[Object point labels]
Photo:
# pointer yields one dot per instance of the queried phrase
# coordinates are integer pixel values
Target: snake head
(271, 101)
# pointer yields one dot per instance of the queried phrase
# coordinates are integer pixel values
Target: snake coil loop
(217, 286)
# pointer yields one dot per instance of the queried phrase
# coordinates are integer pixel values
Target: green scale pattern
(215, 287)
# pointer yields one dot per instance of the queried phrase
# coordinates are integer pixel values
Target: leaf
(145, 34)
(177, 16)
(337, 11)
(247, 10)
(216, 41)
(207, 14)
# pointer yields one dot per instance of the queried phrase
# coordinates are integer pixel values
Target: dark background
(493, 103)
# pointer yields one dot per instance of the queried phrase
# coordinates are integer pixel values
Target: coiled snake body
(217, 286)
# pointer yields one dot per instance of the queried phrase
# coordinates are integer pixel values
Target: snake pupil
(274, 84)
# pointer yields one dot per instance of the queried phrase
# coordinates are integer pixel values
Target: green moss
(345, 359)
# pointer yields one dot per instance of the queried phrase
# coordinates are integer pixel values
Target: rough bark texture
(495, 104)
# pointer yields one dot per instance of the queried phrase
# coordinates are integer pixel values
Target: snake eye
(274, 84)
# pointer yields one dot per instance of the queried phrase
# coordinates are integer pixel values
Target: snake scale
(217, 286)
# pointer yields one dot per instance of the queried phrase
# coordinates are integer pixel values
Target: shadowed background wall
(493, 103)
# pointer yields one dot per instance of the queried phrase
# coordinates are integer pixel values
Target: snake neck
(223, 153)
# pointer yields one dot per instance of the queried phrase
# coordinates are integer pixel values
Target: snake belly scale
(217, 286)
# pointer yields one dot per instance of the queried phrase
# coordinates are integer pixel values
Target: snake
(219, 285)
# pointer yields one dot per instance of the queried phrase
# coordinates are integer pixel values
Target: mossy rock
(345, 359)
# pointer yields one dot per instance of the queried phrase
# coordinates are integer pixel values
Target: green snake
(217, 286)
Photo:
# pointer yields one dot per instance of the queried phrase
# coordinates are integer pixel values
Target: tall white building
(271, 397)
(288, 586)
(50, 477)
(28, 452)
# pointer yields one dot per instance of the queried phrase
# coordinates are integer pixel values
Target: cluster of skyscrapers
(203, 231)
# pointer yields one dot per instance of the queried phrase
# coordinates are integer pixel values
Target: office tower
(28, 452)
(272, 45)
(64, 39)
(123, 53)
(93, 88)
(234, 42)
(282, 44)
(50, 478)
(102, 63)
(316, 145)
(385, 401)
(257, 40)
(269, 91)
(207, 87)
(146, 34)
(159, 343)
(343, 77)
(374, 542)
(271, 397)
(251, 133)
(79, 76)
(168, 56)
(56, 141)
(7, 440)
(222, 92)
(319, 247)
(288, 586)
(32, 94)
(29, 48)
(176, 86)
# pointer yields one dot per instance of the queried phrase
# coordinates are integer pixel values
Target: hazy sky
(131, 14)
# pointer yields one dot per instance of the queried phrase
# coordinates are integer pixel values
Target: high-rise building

> **EXERCISE DETAILS**:
Count the lines in the items above that contain the string "building", treating uppercase and lowercase as different, and reply with only that number.

> **FINAL RESULT**:
2